WRITTEN EXERCISE: With the line containing "tit, that would be a great help." as the first line and the last line of the records as the final one, reproduce that range exactly.

***** RAW RECORDS *****

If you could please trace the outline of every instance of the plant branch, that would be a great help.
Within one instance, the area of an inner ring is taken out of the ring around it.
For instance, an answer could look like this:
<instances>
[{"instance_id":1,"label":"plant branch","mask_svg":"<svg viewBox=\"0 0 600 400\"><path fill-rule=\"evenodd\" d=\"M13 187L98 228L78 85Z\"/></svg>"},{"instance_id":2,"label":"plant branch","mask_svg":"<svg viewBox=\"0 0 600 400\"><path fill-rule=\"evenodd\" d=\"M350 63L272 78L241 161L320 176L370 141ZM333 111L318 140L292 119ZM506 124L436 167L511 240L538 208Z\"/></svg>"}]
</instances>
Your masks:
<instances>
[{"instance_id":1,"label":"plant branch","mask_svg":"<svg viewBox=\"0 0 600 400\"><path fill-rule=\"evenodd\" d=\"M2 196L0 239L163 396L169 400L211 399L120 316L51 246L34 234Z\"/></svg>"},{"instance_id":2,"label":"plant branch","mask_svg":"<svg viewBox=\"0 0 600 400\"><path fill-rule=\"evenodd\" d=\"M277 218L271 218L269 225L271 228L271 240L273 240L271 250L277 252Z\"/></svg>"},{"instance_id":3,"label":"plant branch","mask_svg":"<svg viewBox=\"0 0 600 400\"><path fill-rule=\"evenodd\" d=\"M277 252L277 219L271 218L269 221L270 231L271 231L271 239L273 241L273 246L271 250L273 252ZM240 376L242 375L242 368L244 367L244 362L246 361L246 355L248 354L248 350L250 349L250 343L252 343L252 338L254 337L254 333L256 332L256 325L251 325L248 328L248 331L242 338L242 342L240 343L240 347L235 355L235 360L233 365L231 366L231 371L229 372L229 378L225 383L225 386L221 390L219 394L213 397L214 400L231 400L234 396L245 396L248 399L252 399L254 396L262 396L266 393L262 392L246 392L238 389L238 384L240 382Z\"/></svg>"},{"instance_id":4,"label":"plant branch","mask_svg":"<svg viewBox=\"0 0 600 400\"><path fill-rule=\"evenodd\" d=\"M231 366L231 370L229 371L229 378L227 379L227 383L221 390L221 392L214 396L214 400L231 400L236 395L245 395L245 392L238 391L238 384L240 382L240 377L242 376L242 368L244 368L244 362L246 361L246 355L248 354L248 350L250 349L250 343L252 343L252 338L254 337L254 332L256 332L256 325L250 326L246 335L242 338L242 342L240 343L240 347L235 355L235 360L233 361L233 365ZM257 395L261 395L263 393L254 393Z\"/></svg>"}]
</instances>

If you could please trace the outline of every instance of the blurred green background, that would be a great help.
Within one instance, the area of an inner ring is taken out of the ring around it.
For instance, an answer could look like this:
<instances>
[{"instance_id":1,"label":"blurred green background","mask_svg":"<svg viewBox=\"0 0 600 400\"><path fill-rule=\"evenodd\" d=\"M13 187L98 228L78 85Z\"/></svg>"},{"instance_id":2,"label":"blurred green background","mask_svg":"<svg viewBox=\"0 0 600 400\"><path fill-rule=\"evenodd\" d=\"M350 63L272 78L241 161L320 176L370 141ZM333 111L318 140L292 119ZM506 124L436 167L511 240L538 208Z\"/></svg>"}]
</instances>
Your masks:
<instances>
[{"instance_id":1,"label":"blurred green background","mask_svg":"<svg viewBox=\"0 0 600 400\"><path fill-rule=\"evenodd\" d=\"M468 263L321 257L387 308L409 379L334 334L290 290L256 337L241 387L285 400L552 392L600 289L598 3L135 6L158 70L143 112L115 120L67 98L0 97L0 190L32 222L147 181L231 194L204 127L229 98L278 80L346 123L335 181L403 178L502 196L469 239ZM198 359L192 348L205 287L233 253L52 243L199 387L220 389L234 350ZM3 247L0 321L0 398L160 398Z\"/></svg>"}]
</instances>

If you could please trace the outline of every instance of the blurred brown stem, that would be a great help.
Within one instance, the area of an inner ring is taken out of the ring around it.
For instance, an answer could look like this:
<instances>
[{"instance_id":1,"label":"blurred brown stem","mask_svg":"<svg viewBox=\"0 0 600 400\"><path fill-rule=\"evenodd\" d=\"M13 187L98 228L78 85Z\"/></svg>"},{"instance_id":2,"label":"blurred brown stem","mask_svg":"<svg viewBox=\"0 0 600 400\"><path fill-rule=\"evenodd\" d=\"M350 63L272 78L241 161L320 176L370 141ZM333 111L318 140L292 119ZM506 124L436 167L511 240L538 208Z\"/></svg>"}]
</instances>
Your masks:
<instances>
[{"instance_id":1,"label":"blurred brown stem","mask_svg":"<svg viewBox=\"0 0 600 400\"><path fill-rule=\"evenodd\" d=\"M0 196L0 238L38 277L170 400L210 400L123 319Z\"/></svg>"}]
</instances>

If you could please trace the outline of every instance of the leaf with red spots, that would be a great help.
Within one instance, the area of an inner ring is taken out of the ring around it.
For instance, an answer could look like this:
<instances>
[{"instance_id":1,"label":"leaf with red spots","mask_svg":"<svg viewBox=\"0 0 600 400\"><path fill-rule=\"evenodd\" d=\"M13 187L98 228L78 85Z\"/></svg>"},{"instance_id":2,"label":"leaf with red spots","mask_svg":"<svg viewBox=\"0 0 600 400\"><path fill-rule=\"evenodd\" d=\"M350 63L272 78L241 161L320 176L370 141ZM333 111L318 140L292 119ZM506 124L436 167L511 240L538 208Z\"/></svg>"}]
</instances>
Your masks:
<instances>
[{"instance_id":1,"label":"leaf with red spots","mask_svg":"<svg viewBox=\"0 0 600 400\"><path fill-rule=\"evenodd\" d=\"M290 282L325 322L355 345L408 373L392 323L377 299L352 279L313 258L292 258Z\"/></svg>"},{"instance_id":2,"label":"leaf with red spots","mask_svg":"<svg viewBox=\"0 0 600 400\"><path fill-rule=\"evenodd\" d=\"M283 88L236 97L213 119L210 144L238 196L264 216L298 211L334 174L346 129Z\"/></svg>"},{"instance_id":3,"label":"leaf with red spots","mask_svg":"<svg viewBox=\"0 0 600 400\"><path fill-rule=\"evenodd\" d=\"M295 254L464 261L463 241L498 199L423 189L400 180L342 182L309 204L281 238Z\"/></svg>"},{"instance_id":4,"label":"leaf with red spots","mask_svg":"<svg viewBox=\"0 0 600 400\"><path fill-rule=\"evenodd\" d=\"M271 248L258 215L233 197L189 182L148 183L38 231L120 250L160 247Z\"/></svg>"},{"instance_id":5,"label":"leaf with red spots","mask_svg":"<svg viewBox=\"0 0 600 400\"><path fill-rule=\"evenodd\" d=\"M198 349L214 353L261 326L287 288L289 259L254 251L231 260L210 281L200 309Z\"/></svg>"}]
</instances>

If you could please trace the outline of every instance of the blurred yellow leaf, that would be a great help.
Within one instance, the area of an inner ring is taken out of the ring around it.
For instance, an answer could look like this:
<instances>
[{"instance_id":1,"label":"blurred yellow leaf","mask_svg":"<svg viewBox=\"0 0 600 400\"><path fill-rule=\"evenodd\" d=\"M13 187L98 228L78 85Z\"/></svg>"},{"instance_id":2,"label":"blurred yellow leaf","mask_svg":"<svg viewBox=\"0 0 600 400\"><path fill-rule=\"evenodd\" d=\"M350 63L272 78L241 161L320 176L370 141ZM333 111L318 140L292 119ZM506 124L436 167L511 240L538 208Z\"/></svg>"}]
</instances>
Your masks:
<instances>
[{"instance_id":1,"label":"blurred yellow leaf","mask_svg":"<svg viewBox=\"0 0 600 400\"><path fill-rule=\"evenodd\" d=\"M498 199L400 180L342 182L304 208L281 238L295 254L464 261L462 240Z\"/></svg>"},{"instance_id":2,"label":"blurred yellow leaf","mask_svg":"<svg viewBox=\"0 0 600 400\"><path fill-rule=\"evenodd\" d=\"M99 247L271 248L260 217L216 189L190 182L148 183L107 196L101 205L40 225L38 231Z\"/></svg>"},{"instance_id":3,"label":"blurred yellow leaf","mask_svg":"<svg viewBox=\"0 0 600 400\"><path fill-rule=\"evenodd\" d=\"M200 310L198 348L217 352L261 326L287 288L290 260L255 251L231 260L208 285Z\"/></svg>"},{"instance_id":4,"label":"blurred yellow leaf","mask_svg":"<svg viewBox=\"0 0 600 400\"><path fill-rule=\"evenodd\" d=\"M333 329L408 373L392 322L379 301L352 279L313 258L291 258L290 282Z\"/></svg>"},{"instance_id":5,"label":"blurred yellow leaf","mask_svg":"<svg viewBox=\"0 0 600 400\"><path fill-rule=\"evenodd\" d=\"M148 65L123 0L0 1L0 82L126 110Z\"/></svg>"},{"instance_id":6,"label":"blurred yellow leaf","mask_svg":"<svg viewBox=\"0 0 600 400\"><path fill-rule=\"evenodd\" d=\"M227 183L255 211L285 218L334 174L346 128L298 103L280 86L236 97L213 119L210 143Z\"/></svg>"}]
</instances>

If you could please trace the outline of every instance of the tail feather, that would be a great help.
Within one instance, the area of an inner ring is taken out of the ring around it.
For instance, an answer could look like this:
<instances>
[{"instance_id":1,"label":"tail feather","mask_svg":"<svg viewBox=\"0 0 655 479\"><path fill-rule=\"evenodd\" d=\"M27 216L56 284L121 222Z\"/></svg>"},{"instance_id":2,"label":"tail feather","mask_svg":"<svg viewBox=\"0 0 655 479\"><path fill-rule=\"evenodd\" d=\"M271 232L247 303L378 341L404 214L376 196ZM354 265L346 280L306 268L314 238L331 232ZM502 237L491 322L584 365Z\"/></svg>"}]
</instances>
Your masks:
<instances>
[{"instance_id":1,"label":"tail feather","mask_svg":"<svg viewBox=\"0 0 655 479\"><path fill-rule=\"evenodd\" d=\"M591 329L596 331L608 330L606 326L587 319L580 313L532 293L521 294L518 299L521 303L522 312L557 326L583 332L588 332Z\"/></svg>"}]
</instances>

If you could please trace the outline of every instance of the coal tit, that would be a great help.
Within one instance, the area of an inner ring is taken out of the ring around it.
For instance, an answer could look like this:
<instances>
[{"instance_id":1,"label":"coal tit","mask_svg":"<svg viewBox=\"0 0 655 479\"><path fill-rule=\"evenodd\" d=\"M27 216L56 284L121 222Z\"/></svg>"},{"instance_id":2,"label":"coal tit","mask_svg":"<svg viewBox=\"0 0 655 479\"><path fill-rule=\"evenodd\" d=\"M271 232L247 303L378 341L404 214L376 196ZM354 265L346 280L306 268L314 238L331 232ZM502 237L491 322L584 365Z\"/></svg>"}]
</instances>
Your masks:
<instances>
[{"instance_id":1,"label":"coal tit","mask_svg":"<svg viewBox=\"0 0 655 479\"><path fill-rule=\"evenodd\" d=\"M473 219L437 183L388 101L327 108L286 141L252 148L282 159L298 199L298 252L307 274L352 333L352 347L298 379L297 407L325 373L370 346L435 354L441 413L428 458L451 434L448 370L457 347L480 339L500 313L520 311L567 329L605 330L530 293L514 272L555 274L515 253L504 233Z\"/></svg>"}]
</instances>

*****

SOLUTION BELOW:
If you could please trace the outline of every instance of the coal tit, that would be a great help.
Within one instance, the area of an inner ring is taken out of the ring around it.
For instance, an answer could look like this:
<instances>
[{"instance_id":1,"label":"coal tit","mask_svg":"<svg viewBox=\"0 0 655 479\"><path fill-rule=\"evenodd\" d=\"M27 216L56 284L121 222Z\"/></svg>"},{"instance_id":2,"label":"coal tit","mask_svg":"<svg viewBox=\"0 0 655 479\"><path fill-rule=\"evenodd\" d=\"M271 232L247 303L378 341L404 214L376 196ZM354 265L346 280L306 268L314 238L331 232ZM502 237L491 322L584 365Z\"/></svg>"}]
</instances>
Your masks:
<instances>
[{"instance_id":1,"label":"coal tit","mask_svg":"<svg viewBox=\"0 0 655 479\"><path fill-rule=\"evenodd\" d=\"M473 219L437 183L388 101L327 108L286 141L252 148L282 159L298 199L298 252L307 274L352 333L352 347L298 379L297 407L325 373L370 346L435 354L441 413L428 458L451 434L448 370L457 347L480 339L500 313L520 311L567 329L605 330L530 293L514 272L555 274L515 253L504 233Z\"/></svg>"}]
</instances>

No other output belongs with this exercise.